Required action: A faithful copy of every entry is the goal; keep the images out of it.
————
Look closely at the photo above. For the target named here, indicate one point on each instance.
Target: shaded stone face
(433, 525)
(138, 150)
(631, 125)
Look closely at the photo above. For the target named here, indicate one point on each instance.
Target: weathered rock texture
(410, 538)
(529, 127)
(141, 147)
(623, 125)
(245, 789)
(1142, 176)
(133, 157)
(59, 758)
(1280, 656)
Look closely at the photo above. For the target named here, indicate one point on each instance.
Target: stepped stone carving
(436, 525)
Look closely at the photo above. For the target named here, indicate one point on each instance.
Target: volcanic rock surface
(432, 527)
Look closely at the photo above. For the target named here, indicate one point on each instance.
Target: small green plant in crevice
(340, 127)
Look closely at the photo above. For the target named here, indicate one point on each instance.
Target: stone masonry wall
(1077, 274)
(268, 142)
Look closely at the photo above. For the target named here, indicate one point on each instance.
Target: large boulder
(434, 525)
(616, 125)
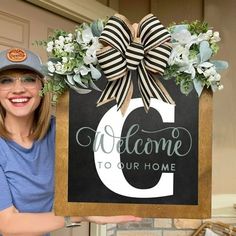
————
Task output:
Look closely at the photo above. For the target named here, indicate one point on each instance.
Target: shaded stone face
(433, 525)
(138, 150)
(631, 125)
Look closely at the photo above. For the target named here, indicate one point on each instance.
Target: weathered rock texture
(410, 538)
(529, 127)
(141, 147)
(623, 125)
(245, 789)
(1142, 176)
(133, 157)
(59, 758)
(1280, 656)
Look closely at the photo above. For the target named here, indicate one point on each instance.
Target: stepped stone carving
(436, 525)
Look closely at the photo above. For the target named here, indicate one point on each instance.
Target: volcanic rock surface
(432, 527)
Look closely at the photo above. For the target named here, indicate one point on each instance.
Target: small green plant in crevice
(340, 127)
Look closely at the photo above. For the target named here, indicate one point on each instance.
Target: stone masonry wall
(1077, 274)
(268, 142)
Look closely at the photo above. For the target named here, indicate one point on each instance.
Target: large boulder
(434, 525)
(616, 125)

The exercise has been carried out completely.